◆ Task description:
Summarize the travel account below in two sentences.

◆ Source passage:

....................

The canadian and british riders we met
Henry, an overland truck driver, suggested that instead of going through the centre of town we should drive around on the Ocean Road. This was great advise and we managed to get down to the Kingomani Ferry to take us across to the southern beaches where our campsite was located. The traffic was quite busy around this area and we missed the no entry sign down to the ferry. As we got to the bottom a police officer stopped us and told us we “had done something wrong”. Nick chatted to him for a bit before we were set on our way back up the road to look at the sign and find the correct road down to the Ferry. Once that was done we apologised profusely, explained that a bus was parked in the way blocking the sign and that we would not do that again. He eventually smiled and sent us off to catch the Ferry. There are two ferries that operate 24hrs across the harbour entrance. They are packed to the brim on these trips with people, cars, motorbikes and bicycles. Very affordable, we paid TS100 (R0.30) per person and TS100 (R0.30) per bike and after 10min were across to the other side. Mikadi Campsite had been recommended by a number of people, and when we arrived we could see why. Located right on the beach with lovely facilities we downed a coke before ordering some lunch. The rest of the afternoon was spent chatting to Claudio and Dave, 2 South African motorbikers on a 4 month trip up through Mozambique into Ethiopia and back. We learnt a few bargaining tricks and tips for the bikes and enjoyed chatting to motorbike travellers for a change.

....................

◆ Data supplied:

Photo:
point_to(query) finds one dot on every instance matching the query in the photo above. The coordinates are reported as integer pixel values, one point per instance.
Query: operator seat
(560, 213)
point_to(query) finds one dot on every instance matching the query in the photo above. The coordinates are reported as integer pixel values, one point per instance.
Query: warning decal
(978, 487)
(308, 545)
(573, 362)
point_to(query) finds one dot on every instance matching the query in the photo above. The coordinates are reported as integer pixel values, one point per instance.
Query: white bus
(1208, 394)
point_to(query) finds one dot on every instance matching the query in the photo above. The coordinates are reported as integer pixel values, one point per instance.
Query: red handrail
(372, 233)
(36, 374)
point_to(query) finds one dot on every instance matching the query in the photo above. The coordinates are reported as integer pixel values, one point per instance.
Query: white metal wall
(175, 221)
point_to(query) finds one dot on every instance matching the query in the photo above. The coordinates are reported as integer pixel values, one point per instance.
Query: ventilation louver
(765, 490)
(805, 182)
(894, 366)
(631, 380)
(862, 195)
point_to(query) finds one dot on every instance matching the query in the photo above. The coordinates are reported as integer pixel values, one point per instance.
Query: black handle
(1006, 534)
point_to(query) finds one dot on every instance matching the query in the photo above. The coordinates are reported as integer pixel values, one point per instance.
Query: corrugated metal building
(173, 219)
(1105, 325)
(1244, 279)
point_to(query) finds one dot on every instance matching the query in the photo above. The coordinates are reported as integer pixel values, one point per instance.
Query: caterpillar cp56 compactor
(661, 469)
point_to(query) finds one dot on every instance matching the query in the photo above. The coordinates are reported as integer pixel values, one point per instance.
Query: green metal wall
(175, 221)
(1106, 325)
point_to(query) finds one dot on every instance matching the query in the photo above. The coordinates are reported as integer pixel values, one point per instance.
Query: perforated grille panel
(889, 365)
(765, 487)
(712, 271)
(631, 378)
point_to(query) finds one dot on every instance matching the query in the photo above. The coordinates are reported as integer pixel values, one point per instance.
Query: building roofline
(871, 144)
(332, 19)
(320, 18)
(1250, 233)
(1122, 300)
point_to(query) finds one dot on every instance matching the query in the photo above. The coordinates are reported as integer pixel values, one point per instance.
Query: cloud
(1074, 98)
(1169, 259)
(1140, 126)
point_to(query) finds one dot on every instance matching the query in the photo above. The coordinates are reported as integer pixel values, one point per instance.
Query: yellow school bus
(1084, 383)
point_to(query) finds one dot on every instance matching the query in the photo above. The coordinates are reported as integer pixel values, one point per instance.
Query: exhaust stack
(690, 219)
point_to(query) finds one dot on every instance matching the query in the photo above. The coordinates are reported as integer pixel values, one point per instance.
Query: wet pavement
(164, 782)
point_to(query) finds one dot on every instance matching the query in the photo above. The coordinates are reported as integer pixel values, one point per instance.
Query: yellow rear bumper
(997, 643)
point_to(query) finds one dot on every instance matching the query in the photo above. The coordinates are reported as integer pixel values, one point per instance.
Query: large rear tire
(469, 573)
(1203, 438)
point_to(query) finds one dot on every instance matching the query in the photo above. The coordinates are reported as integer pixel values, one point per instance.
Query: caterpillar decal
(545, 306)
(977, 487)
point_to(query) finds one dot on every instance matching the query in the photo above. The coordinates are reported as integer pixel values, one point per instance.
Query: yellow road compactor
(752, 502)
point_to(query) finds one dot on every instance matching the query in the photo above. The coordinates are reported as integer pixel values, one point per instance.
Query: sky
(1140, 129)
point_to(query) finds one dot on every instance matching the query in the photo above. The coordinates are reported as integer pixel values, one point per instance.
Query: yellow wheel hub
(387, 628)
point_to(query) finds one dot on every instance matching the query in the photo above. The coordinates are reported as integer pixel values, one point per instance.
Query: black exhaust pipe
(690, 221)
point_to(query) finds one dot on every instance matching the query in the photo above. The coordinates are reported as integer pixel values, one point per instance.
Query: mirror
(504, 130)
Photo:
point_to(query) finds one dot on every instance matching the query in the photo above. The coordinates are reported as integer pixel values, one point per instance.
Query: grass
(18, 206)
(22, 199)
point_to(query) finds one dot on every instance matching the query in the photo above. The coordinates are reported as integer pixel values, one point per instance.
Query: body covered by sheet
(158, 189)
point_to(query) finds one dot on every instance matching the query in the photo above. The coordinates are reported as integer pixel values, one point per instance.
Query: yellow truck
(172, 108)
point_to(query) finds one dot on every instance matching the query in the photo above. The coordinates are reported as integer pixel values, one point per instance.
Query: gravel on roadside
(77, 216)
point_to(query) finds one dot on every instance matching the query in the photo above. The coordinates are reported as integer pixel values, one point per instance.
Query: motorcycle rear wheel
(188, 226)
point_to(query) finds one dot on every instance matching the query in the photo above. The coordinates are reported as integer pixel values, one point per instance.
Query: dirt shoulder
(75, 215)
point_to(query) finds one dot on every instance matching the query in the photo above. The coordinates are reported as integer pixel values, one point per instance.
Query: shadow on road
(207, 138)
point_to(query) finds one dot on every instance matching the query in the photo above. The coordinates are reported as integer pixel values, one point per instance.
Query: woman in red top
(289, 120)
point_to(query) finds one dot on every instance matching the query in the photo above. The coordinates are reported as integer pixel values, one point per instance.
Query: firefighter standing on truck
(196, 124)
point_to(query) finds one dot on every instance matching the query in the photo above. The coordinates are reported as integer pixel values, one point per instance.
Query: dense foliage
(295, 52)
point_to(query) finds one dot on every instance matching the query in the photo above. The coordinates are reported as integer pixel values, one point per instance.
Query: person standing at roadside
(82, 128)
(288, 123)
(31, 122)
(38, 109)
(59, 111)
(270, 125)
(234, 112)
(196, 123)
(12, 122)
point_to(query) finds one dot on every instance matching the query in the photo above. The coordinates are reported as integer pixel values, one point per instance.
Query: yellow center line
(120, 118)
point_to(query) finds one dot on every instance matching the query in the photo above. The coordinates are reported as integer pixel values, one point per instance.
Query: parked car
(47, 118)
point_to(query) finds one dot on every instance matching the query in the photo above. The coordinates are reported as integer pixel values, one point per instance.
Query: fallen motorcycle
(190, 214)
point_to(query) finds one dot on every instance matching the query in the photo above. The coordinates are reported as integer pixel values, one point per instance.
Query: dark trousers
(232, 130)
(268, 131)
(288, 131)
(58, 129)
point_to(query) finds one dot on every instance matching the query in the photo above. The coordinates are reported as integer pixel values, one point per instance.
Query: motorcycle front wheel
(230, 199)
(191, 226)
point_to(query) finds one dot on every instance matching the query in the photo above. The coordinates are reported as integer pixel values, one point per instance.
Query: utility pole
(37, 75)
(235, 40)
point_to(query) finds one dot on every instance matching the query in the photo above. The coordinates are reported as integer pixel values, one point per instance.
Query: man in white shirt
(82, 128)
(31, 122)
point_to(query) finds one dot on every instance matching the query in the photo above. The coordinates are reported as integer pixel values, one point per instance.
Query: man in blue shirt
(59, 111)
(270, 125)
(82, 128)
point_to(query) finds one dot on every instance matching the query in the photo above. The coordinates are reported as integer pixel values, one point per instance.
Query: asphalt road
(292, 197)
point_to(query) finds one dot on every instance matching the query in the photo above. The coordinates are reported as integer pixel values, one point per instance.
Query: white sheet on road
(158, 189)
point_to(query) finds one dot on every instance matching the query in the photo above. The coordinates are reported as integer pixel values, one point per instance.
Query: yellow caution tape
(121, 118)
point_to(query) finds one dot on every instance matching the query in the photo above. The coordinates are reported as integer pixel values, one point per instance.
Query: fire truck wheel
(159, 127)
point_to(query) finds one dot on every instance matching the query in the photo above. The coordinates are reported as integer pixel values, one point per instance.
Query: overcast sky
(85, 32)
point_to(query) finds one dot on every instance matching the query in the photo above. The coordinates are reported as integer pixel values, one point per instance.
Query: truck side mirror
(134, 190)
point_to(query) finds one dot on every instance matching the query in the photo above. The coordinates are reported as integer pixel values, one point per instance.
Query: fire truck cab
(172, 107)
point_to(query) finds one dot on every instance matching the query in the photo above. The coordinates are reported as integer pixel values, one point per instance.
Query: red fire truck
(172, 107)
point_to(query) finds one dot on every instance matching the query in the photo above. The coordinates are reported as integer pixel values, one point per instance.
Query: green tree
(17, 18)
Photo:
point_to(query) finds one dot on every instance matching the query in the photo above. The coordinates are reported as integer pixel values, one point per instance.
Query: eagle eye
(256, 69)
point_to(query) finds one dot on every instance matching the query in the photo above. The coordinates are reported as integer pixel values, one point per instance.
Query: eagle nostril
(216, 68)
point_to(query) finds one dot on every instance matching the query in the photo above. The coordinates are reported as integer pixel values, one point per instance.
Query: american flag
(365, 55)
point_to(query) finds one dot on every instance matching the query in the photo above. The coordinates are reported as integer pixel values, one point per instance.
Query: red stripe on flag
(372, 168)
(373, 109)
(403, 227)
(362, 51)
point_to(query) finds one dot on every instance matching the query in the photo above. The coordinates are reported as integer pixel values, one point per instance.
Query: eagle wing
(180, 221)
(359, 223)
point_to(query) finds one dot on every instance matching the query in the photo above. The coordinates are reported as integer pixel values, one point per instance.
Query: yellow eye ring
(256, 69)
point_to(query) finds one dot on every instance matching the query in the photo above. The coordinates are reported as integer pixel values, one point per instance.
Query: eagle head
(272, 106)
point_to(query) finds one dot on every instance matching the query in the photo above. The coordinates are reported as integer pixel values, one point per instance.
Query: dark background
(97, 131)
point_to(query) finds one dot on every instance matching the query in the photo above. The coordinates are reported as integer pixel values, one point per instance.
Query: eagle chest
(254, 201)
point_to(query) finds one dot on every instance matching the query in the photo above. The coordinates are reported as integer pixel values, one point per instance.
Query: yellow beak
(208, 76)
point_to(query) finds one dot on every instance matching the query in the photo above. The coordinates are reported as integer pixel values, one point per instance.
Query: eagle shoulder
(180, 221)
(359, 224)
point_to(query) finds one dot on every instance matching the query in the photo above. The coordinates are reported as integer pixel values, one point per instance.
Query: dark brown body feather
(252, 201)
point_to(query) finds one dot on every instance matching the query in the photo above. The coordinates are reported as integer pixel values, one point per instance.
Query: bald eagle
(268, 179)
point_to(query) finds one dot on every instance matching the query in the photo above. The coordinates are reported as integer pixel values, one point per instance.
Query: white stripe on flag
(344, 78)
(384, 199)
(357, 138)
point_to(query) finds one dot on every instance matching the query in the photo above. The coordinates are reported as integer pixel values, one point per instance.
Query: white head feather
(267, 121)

....................

◆ Written reply:
Following an overland truck driver's advice to take the Ocean Road, the travelers reached the Kingomani Ferry, where a police officer stopped them for missing a no entry sign; they apologized and then crossed the harbor for TS100 per person and TS100 per bike. At the recommended Mikadi Campsite on the beach, they spent the afternoon with Claudio and Dave, two South African motorbikers, picking up bargaining tricks and tips for the bikes.